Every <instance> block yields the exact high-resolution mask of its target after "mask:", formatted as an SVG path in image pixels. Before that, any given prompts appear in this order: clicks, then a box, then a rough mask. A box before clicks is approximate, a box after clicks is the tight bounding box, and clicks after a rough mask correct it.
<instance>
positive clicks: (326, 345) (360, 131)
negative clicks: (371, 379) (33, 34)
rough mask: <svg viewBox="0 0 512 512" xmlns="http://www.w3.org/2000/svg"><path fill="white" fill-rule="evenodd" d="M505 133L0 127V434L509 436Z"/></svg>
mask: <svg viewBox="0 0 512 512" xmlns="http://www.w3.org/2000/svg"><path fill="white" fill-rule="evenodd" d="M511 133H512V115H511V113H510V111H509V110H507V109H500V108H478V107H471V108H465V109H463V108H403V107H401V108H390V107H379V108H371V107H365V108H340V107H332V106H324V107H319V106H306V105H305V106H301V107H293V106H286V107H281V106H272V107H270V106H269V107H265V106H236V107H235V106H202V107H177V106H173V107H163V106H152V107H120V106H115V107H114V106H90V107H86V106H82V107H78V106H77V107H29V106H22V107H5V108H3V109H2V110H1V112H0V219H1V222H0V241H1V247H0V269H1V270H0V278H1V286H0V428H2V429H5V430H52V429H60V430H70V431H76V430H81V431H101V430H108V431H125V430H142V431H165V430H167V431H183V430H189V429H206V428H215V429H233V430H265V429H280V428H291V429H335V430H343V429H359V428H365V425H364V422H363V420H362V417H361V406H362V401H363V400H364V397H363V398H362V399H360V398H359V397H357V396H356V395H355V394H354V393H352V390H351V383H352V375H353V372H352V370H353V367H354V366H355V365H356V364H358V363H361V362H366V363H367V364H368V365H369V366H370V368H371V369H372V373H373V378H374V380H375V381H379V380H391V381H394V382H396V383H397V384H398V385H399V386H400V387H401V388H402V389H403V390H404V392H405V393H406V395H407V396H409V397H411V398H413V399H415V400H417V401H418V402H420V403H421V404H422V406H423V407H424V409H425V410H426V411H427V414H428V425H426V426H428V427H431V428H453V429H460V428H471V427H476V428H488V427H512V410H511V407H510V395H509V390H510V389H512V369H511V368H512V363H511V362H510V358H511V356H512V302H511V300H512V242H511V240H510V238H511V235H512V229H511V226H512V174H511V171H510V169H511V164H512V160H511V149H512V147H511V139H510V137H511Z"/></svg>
--
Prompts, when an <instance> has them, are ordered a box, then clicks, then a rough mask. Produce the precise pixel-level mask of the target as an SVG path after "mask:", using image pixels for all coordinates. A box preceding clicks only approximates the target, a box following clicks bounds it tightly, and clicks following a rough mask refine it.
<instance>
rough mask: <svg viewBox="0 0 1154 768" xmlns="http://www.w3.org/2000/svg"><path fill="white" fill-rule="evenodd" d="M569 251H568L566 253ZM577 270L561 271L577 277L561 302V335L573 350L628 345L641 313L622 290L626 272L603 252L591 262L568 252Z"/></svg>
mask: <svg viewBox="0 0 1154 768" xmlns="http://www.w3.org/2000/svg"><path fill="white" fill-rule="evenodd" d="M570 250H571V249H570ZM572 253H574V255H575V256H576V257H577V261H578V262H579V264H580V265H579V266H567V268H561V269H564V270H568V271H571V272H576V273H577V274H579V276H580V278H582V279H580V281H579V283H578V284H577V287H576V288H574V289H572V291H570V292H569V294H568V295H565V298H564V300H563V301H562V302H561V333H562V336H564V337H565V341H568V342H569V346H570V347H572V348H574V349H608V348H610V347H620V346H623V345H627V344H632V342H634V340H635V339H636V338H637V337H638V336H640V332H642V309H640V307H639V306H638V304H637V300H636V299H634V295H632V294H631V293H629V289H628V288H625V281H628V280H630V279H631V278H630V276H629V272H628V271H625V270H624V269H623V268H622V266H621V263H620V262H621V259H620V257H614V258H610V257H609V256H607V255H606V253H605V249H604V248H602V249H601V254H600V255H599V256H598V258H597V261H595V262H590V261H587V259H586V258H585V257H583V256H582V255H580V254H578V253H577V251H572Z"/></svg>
--
## Task instructions
Copy out, in full, each line of the listing above that contains the word "approximates".

## Answer space
Prompts, when an <instance> has them, are ordered a box, then clicks, then a rough mask. Produce the precise pixel-level mask of the target as an SVG path after "mask:", using image pixels for all coordinates. A box preceding clicks only approximates the target, a box following clicks bounds it tightly, and clicks following a rough mask refine it.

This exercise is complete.